## TASK DETAILS
Reproduce the data below, substituting "rock" for every occurrence of "boulder" and changing nothing else.

==== DATA TO PROCESS

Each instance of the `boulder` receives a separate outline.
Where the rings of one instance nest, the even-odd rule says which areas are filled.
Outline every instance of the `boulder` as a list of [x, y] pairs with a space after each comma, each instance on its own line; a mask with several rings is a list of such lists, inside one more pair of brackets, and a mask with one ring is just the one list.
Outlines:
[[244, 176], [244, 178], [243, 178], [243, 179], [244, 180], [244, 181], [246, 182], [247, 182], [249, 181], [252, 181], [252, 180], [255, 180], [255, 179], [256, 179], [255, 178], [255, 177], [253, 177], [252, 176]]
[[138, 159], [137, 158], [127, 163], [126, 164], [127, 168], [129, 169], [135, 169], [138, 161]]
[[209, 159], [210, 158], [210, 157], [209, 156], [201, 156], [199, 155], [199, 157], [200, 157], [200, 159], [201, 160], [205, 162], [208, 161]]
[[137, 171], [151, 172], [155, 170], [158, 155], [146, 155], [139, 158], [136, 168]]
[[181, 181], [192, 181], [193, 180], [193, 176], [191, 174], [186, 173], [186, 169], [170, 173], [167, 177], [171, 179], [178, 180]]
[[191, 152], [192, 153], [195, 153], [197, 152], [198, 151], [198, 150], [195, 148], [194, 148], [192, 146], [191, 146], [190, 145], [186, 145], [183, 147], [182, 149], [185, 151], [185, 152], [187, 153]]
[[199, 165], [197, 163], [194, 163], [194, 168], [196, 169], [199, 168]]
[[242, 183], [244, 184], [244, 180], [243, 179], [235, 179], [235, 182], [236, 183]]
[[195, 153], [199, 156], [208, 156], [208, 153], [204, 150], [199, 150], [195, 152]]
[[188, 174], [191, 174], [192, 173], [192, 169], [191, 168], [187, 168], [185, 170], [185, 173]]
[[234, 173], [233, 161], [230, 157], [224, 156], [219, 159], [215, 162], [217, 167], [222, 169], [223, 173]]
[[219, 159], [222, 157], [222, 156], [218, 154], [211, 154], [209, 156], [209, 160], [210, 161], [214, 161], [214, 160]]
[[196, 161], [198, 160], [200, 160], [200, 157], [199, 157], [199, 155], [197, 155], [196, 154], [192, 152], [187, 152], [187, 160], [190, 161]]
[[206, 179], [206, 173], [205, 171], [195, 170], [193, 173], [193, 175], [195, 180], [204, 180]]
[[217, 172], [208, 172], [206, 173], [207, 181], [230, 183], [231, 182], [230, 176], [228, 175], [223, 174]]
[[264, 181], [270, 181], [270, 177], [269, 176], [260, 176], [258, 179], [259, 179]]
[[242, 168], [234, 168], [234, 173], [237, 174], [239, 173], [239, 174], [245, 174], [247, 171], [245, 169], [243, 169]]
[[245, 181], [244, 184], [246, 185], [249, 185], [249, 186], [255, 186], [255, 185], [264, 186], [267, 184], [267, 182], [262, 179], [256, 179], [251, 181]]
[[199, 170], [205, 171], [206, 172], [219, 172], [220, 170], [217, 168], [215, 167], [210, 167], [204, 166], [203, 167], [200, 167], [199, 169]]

========

## RESULT BELOW
Each instance of the `rock` receives a separate outline.
Where the rings of one instance nest, the even-odd rule says which areas are filled.
Outline every instance of the `rock` as a list of [x, y] pairs with a space after each comma, each instance on its own line; a mask with several rings is a list of such lists, inside one more pair of brackets, and a mask with one ring is just the one list.
Outlines:
[[244, 176], [244, 178], [243, 178], [243, 179], [244, 180], [244, 181], [246, 182], [247, 182], [249, 181], [252, 181], [252, 180], [255, 180], [255, 179], [256, 179], [255, 178], [255, 177], [253, 177], [252, 176]]
[[138, 159], [137, 158], [127, 163], [126, 164], [127, 168], [129, 169], [135, 169], [138, 161]]
[[209, 159], [210, 158], [210, 157], [209, 156], [201, 156], [199, 155], [199, 157], [200, 157], [200, 159], [201, 160], [205, 162], [208, 161]]
[[137, 171], [151, 172], [155, 170], [158, 155], [146, 155], [139, 158], [136, 168]]
[[181, 181], [192, 181], [193, 180], [193, 176], [191, 174], [186, 173], [186, 169], [170, 173], [167, 177], [171, 179], [178, 180]]
[[191, 152], [192, 153], [195, 153], [197, 152], [198, 151], [198, 150], [195, 148], [194, 148], [192, 146], [191, 146], [190, 145], [186, 145], [183, 147], [182, 149], [185, 151], [185, 152], [187, 153]]
[[199, 165], [197, 163], [194, 163], [194, 168], [196, 169], [199, 168]]
[[242, 183], [244, 184], [244, 180], [243, 179], [235, 179], [235, 182], [236, 183]]
[[195, 153], [199, 156], [208, 156], [208, 153], [204, 150], [199, 150], [195, 152]]
[[188, 174], [191, 174], [192, 173], [192, 169], [191, 168], [187, 168], [185, 170], [185, 173]]
[[234, 173], [233, 161], [230, 157], [224, 156], [219, 159], [215, 162], [217, 167], [222, 169], [223, 173]]
[[219, 159], [222, 157], [222, 156], [218, 154], [211, 154], [209, 156], [209, 160], [210, 161], [214, 161], [214, 160]]
[[196, 161], [198, 160], [200, 160], [200, 157], [199, 157], [199, 155], [197, 155], [196, 154], [192, 152], [187, 152], [187, 160], [190, 161]]
[[206, 179], [206, 173], [205, 171], [195, 170], [193, 173], [193, 175], [195, 180], [204, 180]]
[[217, 172], [208, 172], [206, 173], [207, 181], [230, 183], [231, 182], [230, 176], [228, 175], [223, 174]]
[[264, 181], [270, 181], [270, 177], [269, 176], [260, 176], [258, 179], [259, 179]]
[[242, 168], [234, 168], [234, 173], [237, 174], [239, 173], [239, 174], [245, 174], [247, 171], [245, 169], [243, 169]]
[[245, 181], [244, 184], [246, 185], [249, 185], [249, 186], [255, 186], [255, 185], [264, 186], [267, 184], [267, 182], [262, 179], [256, 179], [251, 181]]
[[199, 170], [205, 171], [206, 172], [219, 172], [220, 170], [217, 168], [215, 167], [210, 167], [204, 166], [203, 167], [200, 167], [199, 169]]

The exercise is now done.